Wirehaired Pointing Griffon AKC Group: Sporting
Height: Male: 22 - 24 inches, Female: 20 - 22 inches
Weight: Male: 50 - 70 pounds, Female: 35 - 50 pounds
Colors: Steel gray with brown markings, white, brown, white and brown, chestnut brown, roan
AKC recognized in: 1887

In a different language, the Wirehaired Pointing Griffon is known as the Griffon d'arrêt à poil dur Korthals in French and Canadian or the Korthals Griffon among the Europeans.

But to dog lovers everywhere, you're talking about a wonderful breed of Dutch hunting dogs. This Dutch ancestry is attributed to the nationality of its breed founder, Eduard Korthals.

Otherwise, the Griffon could be of German origin. It so happens that Korthals' kennel, Ipenwoud, used to be located in Biebesheim am Rhein, somewhere in Germany. It was there where Korthals perfected the development of the Wirehaired Pointing Griffon.

Elsewhere in the world, the Griffon still remains rare in Canada, the U.S., and the U.K. The first Griffon was registered in the AKC stud books in 1887, but it was only in 1916 when the breed was officially recognized in the U.S.

Extracted information —
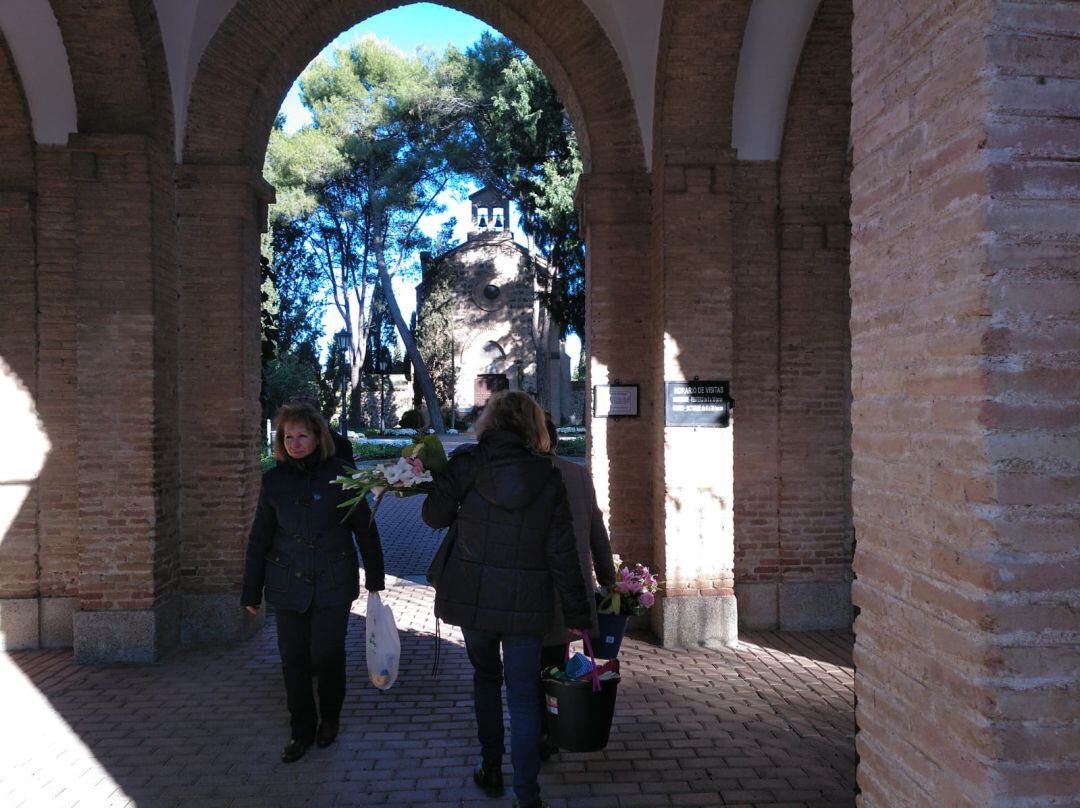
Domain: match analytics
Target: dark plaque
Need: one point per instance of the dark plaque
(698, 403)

...

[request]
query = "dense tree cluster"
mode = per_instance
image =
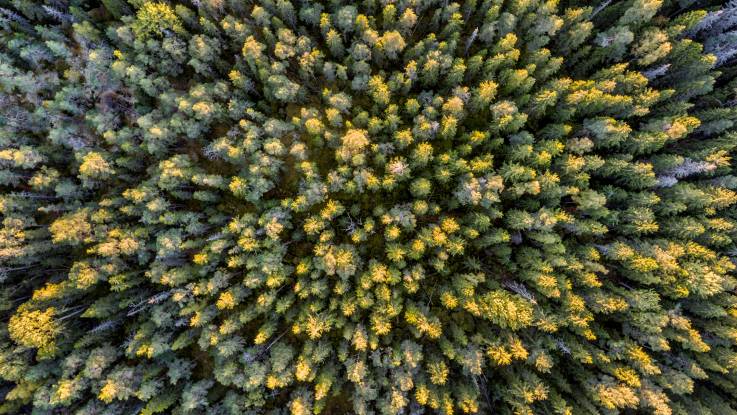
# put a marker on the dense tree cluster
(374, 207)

--

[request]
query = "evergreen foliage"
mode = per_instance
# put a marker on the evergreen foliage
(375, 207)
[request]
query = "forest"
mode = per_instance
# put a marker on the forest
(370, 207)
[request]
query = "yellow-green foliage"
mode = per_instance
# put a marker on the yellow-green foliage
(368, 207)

Requirement 1 —
Rewrite everything in the Griffon text from "Otherwise, the Griffon" down to "in the U.S.", replacing "kennel" with "breeding operation".
Requirement 2 —
Carry on the text about the Wirehaired Pointing Griffon from the point where it stops.
The lines have no connection to the text about the Wirehaired Pointing Griffon.

Final answer 1 —
Otherwise, the Griffon could be of German origin. It so happens that Korthals' breeding operation, Ipenwoud, used to be located in Biebesheim am Rhein, somewhere in Germany. It was there where Korthals perfected the development of the Wirehaired Pointing Griffon.

Elsewhere in the world, the Griffon still remains rare in Canada, the U.S., and the U.K. The first Griffon was registered in the AKC stud books in 1887, but it was only in 1916 when the breed was officially recognized in the U.S.

Final answer 2 —
This gun dog is medium in size but strong in limb. It will lope off in an easy, catlike movement full of speed and agility. Built to be a hunter, it can cover miles in all kinds of terrain.

Noble in appearance, it has a square-shaped head, a long neck, strong legs, and slightly-webbed feet. As a land hunter and water dog, its harsh wiry coat comes in handy as a protective covering within thick undergrowth as well as around water.

Temperament

Wirehaired Pointing Griffon Summary
Affection four paws
Cold Tolerance four paws
Ease of Training four paws
Energy level four paws
Exercise Requirements four paws
Friendliness : Children three paws
Friendliness: Other Animals three paws
Friendliness: Other Pets three paws
Grooming Requirements three paws
Heat Tolerance three paws
Playfulness four paws
Protection Ability three paws
Watchdog Ability three paws

Resilient and vigorous, the Griffon is reassuring and comfortable to have around. They don't show a very excitable temperament. They are much too people-oriented to be kept in a kennel or left outdoors.

For a companion dog, here's one which has been designed to be devoted to its master. It's basically friendly and eager to please. Korthals has made sure that this breed would have the ability to work closely with its master. It would be more open to training.

For instance, the Griffon can be trained to be a skilled tracker. When out hunting, it will stay within your gun range. Intelligent as it is, it will think independently. It will point and retrieve with such efficiency.

Health and Exercise

The Wirehaired Pointing Griffon has a life span of between 10 and 14 years.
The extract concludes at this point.